● **What the task requires**
Below are some entries. Output each one exactly as it appears.

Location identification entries
==========

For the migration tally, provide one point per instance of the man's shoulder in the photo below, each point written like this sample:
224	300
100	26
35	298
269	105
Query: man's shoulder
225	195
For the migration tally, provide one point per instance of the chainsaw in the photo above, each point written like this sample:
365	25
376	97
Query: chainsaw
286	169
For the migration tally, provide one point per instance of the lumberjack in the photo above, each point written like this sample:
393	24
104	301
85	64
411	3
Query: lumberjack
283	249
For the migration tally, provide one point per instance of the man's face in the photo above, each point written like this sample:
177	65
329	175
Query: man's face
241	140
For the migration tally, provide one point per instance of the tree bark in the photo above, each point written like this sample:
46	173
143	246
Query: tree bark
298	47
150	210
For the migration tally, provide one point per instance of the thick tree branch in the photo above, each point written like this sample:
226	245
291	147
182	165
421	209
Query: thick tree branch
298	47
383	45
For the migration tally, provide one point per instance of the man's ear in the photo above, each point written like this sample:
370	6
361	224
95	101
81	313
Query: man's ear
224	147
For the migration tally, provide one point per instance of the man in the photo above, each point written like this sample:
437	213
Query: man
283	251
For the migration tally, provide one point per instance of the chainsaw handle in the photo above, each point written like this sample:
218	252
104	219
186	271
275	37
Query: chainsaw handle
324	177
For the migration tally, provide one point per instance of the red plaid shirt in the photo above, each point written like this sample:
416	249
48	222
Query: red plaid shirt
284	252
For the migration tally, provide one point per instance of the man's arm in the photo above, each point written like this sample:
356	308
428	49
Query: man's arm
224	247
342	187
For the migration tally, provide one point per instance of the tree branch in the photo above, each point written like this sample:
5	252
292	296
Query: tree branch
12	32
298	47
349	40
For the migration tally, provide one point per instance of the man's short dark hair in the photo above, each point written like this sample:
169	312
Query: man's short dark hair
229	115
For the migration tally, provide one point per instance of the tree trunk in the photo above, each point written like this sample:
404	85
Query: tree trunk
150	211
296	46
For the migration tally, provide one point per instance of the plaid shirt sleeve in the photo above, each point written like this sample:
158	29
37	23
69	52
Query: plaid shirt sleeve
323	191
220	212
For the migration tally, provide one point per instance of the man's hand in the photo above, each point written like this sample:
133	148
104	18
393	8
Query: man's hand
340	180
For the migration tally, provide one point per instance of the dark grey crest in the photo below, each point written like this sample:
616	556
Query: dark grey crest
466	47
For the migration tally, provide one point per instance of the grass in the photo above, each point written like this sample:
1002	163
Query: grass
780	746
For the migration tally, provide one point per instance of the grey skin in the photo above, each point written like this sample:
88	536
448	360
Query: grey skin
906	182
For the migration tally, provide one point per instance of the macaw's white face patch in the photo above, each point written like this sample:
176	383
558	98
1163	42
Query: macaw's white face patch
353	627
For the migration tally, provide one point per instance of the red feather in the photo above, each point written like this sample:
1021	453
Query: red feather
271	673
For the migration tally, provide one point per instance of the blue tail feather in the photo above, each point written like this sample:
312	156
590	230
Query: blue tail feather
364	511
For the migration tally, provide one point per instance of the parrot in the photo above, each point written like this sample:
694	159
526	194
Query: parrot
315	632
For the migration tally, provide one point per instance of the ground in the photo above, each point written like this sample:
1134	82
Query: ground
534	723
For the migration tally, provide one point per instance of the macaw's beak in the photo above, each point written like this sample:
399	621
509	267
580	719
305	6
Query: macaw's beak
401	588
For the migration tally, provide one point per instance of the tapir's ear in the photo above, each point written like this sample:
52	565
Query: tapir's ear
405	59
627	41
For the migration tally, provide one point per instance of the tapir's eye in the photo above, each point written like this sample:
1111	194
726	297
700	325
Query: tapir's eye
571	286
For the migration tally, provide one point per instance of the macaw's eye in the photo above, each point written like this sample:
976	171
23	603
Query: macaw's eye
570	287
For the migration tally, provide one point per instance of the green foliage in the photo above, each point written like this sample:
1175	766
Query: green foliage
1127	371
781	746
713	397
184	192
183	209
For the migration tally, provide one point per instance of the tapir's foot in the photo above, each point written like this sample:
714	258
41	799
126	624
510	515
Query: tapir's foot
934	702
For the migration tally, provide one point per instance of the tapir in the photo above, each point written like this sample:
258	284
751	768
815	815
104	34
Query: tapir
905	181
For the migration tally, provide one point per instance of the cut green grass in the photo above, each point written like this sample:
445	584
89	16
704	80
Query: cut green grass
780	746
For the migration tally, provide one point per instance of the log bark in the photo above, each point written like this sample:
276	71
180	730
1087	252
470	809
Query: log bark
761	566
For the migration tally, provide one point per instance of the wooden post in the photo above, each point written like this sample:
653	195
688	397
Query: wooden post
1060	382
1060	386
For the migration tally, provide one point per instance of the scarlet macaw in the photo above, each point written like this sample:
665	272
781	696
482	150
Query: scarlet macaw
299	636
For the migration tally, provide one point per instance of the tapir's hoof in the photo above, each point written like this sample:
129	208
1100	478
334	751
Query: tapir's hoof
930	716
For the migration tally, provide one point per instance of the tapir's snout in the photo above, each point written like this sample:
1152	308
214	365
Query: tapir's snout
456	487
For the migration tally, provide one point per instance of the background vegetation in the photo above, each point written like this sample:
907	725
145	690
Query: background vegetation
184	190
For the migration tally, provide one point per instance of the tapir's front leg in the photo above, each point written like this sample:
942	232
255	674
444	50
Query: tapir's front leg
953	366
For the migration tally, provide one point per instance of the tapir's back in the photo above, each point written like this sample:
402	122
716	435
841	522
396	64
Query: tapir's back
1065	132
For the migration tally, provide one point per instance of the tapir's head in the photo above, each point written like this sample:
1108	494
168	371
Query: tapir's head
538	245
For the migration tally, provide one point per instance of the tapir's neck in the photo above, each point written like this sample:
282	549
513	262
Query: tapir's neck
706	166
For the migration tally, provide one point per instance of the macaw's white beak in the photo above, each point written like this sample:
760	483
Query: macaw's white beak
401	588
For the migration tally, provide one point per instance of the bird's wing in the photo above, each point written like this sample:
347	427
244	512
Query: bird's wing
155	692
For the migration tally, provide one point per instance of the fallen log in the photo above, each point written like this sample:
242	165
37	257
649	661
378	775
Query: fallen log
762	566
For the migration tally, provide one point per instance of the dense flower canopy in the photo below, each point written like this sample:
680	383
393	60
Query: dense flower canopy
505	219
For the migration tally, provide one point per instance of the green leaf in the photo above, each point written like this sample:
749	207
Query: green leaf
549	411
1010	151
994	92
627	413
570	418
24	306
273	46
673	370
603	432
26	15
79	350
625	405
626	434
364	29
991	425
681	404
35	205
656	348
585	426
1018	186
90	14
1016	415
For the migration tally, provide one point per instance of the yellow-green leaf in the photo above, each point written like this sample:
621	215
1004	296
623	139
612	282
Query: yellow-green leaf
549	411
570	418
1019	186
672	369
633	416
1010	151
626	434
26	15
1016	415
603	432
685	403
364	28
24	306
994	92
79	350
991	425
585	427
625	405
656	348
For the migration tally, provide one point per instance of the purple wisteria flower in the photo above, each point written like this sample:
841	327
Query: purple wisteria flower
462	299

==========

● **Final answer**
For the migration tally, provide one point per instance of the man's shoulder in the photo below, each point written like this sample:
224	300
100	26
35	298
269	105
Query: man's shoulder
225	195
For the migration tally, provide one point per instance of the chainsaw in the photo above, each point written like this sample:
365	25
376	97
Query: chainsaw
286	169
For the migration tally, provide one point per instance of the lumberjack in the photo above, each point written like this sample:
393	24
104	301
85	64
411	3
Query: lumberjack
283	249
For the migration tally, provide one point per instance of the man's face in the photo above, each point written like this sample:
177	65
329	175
Query: man's face
241	140
For the migration tally, provide one point per instance of the tree bark in the photo above, each point written like this sample:
46	173
143	246
Query: tree bark
298	47
150	210
For the migration tally, provide one point per instance of the thick tree branch in the photo above, each point written like this sample:
226	245
291	147
182	165
421	209
Query: thick tree branch
298	47
383	45
For the migration tally, provide one point per instance of the man's ear in the photo above, each point written like this sample:
370	6
361	224
95	101
81	313
Query: man's ear
224	147
For the migration tally, provide one point per instance of the man in the photo above, each point written like this sample:
437	213
Query: man
283	251
For the migration tally, provide one point per instance of the chainsaw handle in the photo above, each point written like this sample:
218	252
104	219
186	271
275	37
Query: chainsaw handle
324	177
For the migration tally, provide one point per instance of the red plaid shirt in the photo above, each point written like this sample:
416	249
48	222
Query: red plaid shirt
284	252
For the migration tally, provide one point per instance of the man's arm in the photo above, each point written like this sample:
356	308
428	49
Query: man's arm
224	247
342	187
For the migration tally, provide one point per instance of the tree branch in the photo above, each point written like this sample:
5	252
292	296
Query: tree branch
12	32
298	47
349	40
For the migration tally, provide one point per instance of the man's short dark hair in the photo above, each point written like this sample:
169	312
Query: man's short dark hair
229	115
For the migration tally, provide one point per instance of the tree trunk in the photo above, each point written like this sample:
404	85
Query: tree trunk
150	211
296	46
For the migration tally, provide one point per instance of the plaid shirt sleeve in the photo above, each point written like this sample:
158	29
37	23
69	52
Query: plaid shirt sleeve
323	191
220	212
For the migration tally, provide one point per instance of the man's hand in the photo above, each point written like this sample:
133	148
104	18
393	8
Query: man's hand
340	180
For the migration tally, provide one point per instance of the dark grey crest in the photo below, each point written like this sample:
616	556
Query: dark grey crest
466	47
For the migration tally, provide one point per instance of the grass in the photo above, each point written like this sample:
1002	163
Query: grass
780	746
For the migration tally, provide one point per instance of the grey skin in the photo above, each point written like this sample:
88	536
448	360
Query: grey skin
906	182
For the migration tally, provide one point per instance of the macaw's white face patch in the photo above, each point written like this sample:
176	383
558	98
1163	42
Query: macaw's white face patch
353	627
For the migration tally, provide one point per instance of the red feather in the photo above, each point written like this sample:
1021	453
Query: red feather
271	673
For the migration tally, provide one point per instance of the blue tail feather in the photo above, each point written like this sample:
312	156
590	230
Query: blue tail feather
364	511
For the migration tally, provide one point per instance of the parrot in the photo above, each point written like this sample:
694	159
526	194
Query: parrot
315	632
For the migration tally, provide one point per instance of the ground in the photo above, each point written like this sample:
1134	82
Query: ground
534	723
For the migration tally, provide one point per instance of the macaw's beak in the photo above, each point written like this sample:
399	621
509	267
580	719
305	6
Query: macaw's beak
401	588
For the migration tally, provide one point per instance of the tapir's ear in the photo above, each point written like this sample:
52	565
Query: tapir's ear
405	59
627	41
For the migration tally, provide one point per instance of the tapir's eye in the photo above, each point written like this sample:
1111	194
726	297
700	325
Query: tapir's eye
571	286
For the migration tally, provide one point per instance of the macaw's eye in the photo above, each point written like this sample:
976	171
23	603
Query: macaw's eye
570	287
For the migration tally, provide one point per instance of the green foliage in the photo above, each point written like this sample:
1175	766
Query: green foliage
1127	371
781	746
713	397
184	192
183	209
For the migration tally, provide one point per instance of the tapir's foot in the photo above, each point written like this sample:
714	258
41	799
126	624
510	515
Query: tapir's foot
934	702
For the migration tally, provide one point per instance of the tapir in the photo above, each point written like this sample:
258	284
751	768
815	815
104	34
Query: tapir
905	181
For the migration tally, provide one point per instance of the cut green grass in the photo above, each point written like this sample:
445	584
89	16
704	80
Query: cut green grass
780	746
For the migration tally, provide one point per instance of the log bark in the photo above, each point written like this sample:
276	71
180	730
1087	252
470	809
Query: log bark
761	566
For the migration tally, provide one point per instance of the wooden post in the photo above, each point written like this sample:
653	195
688	397
Query: wooden post
1060	382
1060	386
For the migration tally, provide one point per instance of the scarlet macaw in the photo above, each point written like this sample:
665	272
781	696
482	150
Query: scarlet macaw
299	636
For the migration tally, provide one point per instance of the tapir's hoof in the photo above, each point written like this sample:
129	208
1100	478
334	751
Query: tapir's hoof
930	716
For the migration tally, provide one point per instance of the tapir's snout in the photo above, each point written like this sample:
1152	308
214	365
Query: tapir's snout
456	487
For the migration tally, provide one point per instance of the background vegetation in the photo above, each point written like this sample:
907	725
145	690
Query: background vegetation
184	190
For the migration tally, provide one point per instance of the tapir's front leg in the photo above, each point written like this sample:
942	232
255	674
444	50
Query: tapir's front leg
953	366
For the migration tally, provide one point per instance of the tapir's back in the photo above, each point written like this sample:
402	122
716	435
841	522
396	64
Query: tapir's back
1065	132
For the migration tally, provide one point per instance of the tapir's head in the photo above, each point written like this sample:
1108	494
168	371
Query: tapir's head
538	245
For the migration tally, provide one point per instance of the tapir's neck in the photo above, each point written like this sample:
282	549
513	262
Query: tapir's neck
706	166
For the migration tally, provide one point per instance of the macaw's white beak in the photo above, each point written like this sample:
760	483
Query: macaw's white beak
401	588
For the migration tally, provide one point per instance of the bird's wing in the photo above, each point written like this sample:
347	427
244	512
Query: bird's wing
155	692
For the migration tally, provide one point per instance of the fallen log in the photo above, each point written like this sample:
242	165
37	257
649	661
378	775
Query: fallen log
762	566
For the migration tally, provide one point per instance of the dense flower canopy in the photo below, each point written like this sample:
680	383
393	60
Query: dense flower canopy
505	219
For the migration tally, provide one point per instance of the green leaf in the photo above, each point written like this sample:
749	207
Query: green leaf
549	411
1010	151
994	92
627	413
570	418
24	306
273	46
673	370
603	432
26	15
79	350
625	405
626	434
364	29
991	425
681	404
35	205
656	348
585	426
1018	186
90	14
1016	415
For the migration tally, provide one point per instance of the yellow-green leaf in the photo above, each point written like this sample:
621	215
1004	296
623	139
612	282
Query: yellow-green leaf
549	411
570	418
1019	186
672	369
633	416
1010	151
626	434
26	15
1016	415
603	432
685	403
364	28
24	306
994	92
79	350
991	425
585	427
625	405
656	348
For the migration tally, provide one point per instance of the purple wisteria flower in the photo above, each point written like this sample:
841	327
Query: purple wisteria flower
462	299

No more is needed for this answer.